Task details. Down to the final character, output the records below as they stand.

>>>

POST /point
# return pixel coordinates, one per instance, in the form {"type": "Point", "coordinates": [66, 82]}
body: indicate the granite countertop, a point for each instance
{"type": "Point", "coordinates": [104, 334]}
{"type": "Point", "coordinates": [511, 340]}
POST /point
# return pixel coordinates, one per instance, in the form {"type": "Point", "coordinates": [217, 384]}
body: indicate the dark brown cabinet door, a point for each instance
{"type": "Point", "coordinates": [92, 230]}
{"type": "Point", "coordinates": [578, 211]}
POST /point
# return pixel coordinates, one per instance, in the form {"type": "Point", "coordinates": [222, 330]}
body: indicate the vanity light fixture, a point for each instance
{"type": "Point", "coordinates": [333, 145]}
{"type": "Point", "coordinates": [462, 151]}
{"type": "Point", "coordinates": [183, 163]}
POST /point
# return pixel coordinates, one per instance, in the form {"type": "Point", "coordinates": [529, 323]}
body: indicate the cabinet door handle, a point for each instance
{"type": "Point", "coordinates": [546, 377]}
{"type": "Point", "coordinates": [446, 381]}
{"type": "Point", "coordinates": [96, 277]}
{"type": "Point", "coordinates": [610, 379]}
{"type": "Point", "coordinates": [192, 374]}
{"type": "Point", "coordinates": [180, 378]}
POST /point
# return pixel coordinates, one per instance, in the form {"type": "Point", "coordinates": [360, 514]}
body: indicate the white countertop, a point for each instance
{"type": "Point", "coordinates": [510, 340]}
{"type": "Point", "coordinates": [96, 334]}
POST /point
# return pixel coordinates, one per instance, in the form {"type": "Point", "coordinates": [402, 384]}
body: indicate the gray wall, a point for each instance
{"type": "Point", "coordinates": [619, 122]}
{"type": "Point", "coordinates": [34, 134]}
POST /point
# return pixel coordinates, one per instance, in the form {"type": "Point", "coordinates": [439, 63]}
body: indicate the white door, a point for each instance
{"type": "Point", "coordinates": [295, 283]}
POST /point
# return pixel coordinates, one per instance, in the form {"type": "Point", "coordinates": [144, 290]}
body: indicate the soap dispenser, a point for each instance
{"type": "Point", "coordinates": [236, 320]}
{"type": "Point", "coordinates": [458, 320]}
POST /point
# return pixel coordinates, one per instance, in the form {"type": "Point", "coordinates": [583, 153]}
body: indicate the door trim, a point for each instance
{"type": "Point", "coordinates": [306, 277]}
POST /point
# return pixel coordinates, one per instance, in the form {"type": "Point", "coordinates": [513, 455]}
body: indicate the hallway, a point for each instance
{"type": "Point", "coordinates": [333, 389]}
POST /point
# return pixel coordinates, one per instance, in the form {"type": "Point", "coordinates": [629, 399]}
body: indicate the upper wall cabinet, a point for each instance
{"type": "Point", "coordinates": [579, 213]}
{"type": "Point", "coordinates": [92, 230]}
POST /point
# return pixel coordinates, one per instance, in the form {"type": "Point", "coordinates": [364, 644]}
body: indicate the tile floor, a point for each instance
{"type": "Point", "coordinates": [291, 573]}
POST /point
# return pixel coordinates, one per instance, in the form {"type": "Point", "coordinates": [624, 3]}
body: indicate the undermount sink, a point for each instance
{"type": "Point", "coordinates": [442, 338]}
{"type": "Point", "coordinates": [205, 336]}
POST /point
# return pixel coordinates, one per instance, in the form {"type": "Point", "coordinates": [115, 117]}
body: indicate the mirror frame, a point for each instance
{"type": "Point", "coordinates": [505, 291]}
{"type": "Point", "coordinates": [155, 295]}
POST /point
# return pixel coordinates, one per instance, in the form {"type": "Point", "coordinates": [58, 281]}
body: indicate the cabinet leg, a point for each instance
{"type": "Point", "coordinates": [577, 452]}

<<<

Answer for the task.
POST /point
# return pixel coordinates, one per instance, in the form {"type": "Point", "coordinates": [66, 82]}
body: indicate the granite countertop, a point for each instance
{"type": "Point", "coordinates": [104, 334]}
{"type": "Point", "coordinates": [511, 340]}
POST /point
# return pixel coordinates, one per instance, in the form {"type": "Point", "coordinates": [217, 384]}
body: indicate the dark brown cabinet door, a point for each instance
{"type": "Point", "coordinates": [92, 230]}
{"type": "Point", "coordinates": [578, 211]}
POST /point
# return pixel coordinates, one per instance, in the form {"type": "Point", "coordinates": [222, 330]}
body: indicate the vanity light fixture, a point for each instance
{"type": "Point", "coordinates": [333, 145]}
{"type": "Point", "coordinates": [462, 151]}
{"type": "Point", "coordinates": [183, 163]}
POST /point
# return pixel coordinates, one per instance, in the form {"type": "Point", "coordinates": [529, 323]}
body: indicate the cabinet door handle, a point for each instance
{"type": "Point", "coordinates": [546, 377]}
{"type": "Point", "coordinates": [446, 381]}
{"type": "Point", "coordinates": [96, 277]}
{"type": "Point", "coordinates": [610, 379]}
{"type": "Point", "coordinates": [192, 374]}
{"type": "Point", "coordinates": [180, 378]}
POST /point
# return pixel coordinates, one per instance, in the form {"type": "Point", "coordinates": [360, 514]}
body: indicate the white countertop, a point for each instance
{"type": "Point", "coordinates": [510, 340]}
{"type": "Point", "coordinates": [96, 334]}
POST /point
# return pixel coordinates, one per instance, in the form {"type": "Point", "coordinates": [402, 384]}
body: indicate the gray wall, a point for each instance
{"type": "Point", "coordinates": [619, 122]}
{"type": "Point", "coordinates": [34, 134]}
POST /point
# return pixel coordinates, one per instance, in the form {"type": "Point", "coordinates": [439, 63]}
body: indicate the white door, a point for each instance
{"type": "Point", "coordinates": [295, 283]}
POST /point
# return pixel coordinates, one per instance, in the form {"type": "Point", "coordinates": [144, 290]}
body: indicate the soap dispenser, a point for each instance
{"type": "Point", "coordinates": [236, 320]}
{"type": "Point", "coordinates": [458, 320]}
POST /point
# return pixel coordinates, one per instance, in the form {"type": "Point", "coordinates": [583, 153]}
body: indicate the door trim, a point for each instance
{"type": "Point", "coordinates": [306, 277]}
POST /point
# return pixel coordinates, one per instance, in the form {"type": "Point", "coordinates": [513, 455]}
body: indicate the hallway, a point for each instance
{"type": "Point", "coordinates": [333, 389]}
POST /point
# return pixel coordinates, one per instance, in the form {"type": "Point", "coordinates": [629, 399]}
body: indicate the upper wall cabinet, a point for each instance
{"type": "Point", "coordinates": [579, 213]}
{"type": "Point", "coordinates": [92, 230]}
POST /point
# return pixel coordinates, one per instance, in the form {"type": "Point", "coordinates": [364, 644]}
body: indicate the tile floor, a point for each instance
{"type": "Point", "coordinates": [291, 573]}
POST /point
# return pixel coordinates, one per instance, in the form {"type": "Point", "coordinates": [624, 3]}
body: indicate the undermount sink, a point for each instance
{"type": "Point", "coordinates": [442, 338]}
{"type": "Point", "coordinates": [205, 336]}
POST /point
# return pixel coordinates, one per instance, in the form {"type": "Point", "coordinates": [115, 117]}
body: indicate the mirror frame, a point for each instance
{"type": "Point", "coordinates": [505, 291]}
{"type": "Point", "coordinates": [155, 295]}
POST /point
# return pixel coordinates, one per instance, in the form {"type": "Point", "coordinates": [58, 281]}
body: indicate the cabinet leg, a point for each instance
{"type": "Point", "coordinates": [577, 452]}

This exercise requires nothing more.